Work to be completed: Give the records again exactly, with every character kept.

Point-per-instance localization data
──────────

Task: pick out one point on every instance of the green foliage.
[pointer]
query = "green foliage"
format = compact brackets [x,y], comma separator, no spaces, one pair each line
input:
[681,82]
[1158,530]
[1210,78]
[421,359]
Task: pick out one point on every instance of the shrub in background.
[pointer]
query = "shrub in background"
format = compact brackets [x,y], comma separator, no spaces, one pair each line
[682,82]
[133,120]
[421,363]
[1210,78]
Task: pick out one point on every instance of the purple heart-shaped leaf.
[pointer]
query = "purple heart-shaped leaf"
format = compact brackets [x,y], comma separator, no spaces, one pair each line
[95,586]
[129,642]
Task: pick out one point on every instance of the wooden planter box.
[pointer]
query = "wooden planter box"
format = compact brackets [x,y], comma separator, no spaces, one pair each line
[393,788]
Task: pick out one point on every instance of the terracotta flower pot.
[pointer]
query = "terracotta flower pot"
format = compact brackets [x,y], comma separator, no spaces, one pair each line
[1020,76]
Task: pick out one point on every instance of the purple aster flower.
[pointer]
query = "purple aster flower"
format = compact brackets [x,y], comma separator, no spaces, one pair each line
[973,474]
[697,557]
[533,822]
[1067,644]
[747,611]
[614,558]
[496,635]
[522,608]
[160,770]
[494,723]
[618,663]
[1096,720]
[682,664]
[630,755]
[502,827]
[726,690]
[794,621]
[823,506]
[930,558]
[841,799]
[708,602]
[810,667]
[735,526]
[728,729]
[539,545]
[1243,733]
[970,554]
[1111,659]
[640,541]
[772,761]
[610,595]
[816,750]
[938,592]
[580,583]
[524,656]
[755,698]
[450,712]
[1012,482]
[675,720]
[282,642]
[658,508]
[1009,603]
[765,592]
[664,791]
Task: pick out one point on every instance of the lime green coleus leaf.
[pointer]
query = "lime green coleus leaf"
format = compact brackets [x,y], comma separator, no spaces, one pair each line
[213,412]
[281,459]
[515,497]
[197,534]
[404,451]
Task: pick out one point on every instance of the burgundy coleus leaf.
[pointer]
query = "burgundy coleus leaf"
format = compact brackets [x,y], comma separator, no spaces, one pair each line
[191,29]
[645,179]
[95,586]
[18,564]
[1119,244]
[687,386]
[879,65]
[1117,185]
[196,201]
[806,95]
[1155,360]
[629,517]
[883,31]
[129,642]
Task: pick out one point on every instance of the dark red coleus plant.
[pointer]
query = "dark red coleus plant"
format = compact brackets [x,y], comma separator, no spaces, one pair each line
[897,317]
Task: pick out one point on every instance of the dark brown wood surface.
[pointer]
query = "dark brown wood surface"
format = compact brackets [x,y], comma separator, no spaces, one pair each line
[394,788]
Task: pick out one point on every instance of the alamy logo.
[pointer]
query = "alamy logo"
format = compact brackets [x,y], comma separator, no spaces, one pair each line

──────────

Written reply:
Task: pick out one point on every instance of the green foliage.
[pointer]
query = "green foliage"
format = compact brackets [x,y], comma separator, no spaces, one pair each line
input:
[681,82]
[1158,530]
[1210,78]
[421,359]
Task: pick out one point on every instance of the shrub in background.
[pointer]
query = "shrub in background"
format = compact brackets [x,y], comma separator, no spaces, one pair each line
[682,82]
[133,120]
[421,363]
[1210,78]
Task: pick out one point on every instance of the purple heart-shaped leaf.
[pointer]
query = "purple heart-shaped leaf"
format = compact brackets [x,y], comma separator, no spaces, one pair each line
[95,586]
[129,642]
Task: pick out one point on every instance of the wooden planter box.
[pointer]
query = "wooden planter box"
format = compact brackets [x,y], comma separator, no spaces, one pair each line
[393,788]
Task: pick out one point on every instance of the terracotta flower pot.
[pointer]
query = "terracotta flower pot"
format = compact brackets [x,y], comma separator, no spaces, one pair each line
[1020,76]
Task: pick out one point on every instance of the purple aster flower.
[pointer]
query = "purple aster flower"
format = compact brackets [x,y], comma separator, no spaces, one pair each line
[973,474]
[697,557]
[533,822]
[1067,644]
[747,611]
[614,558]
[496,635]
[522,608]
[160,770]
[494,723]
[618,663]
[1096,720]
[682,664]
[630,755]
[502,827]
[726,690]
[794,621]
[823,506]
[930,558]
[841,799]
[708,602]
[810,667]
[735,526]
[728,729]
[539,545]
[1243,733]
[970,554]
[1111,659]
[640,541]
[772,761]
[610,595]
[816,750]
[938,592]
[580,583]
[524,656]
[755,698]
[450,712]
[1012,482]
[675,720]
[282,642]
[658,508]
[1009,603]
[765,592]
[664,791]
Task: pick out one point on every instance of the lime green coleus leaf.
[pointer]
query = "lime green coleus leaf"
format = compact brackets [x,y], comma separator, no spaces, one pair each line
[213,412]
[281,459]
[515,497]
[197,534]
[404,451]
Task: pick out one point on every instance of the burgundy coleus leaf.
[pointer]
query = "burgundy coleus leaf"
format = compact brackets [x,y], comma separator, no spaces, one pair each line
[191,29]
[645,179]
[95,586]
[18,564]
[1119,244]
[687,386]
[879,65]
[1117,185]
[196,201]
[806,95]
[1155,360]
[629,517]
[883,31]
[129,642]
Task: pick out one point on every instance of the dark red coleus plant.
[pointer]
query = "dark red coleus plant"
format = compact brackets [x,y], comma separator, no spaces, one pair each line
[897,317]
Task: pick out one point on every instance of the dark brown wood surface.
[pointer]
query = "dark brown wood surface"
format = compact brackets [x,y], comma separator, no spaces, one pair each line
[394,788]
Task: pick out one point on every instance of the alamy logo.
[pointer]
query = "alamy logo"
format = compact brackets [x,y], comma separator, no spaces, one pair each line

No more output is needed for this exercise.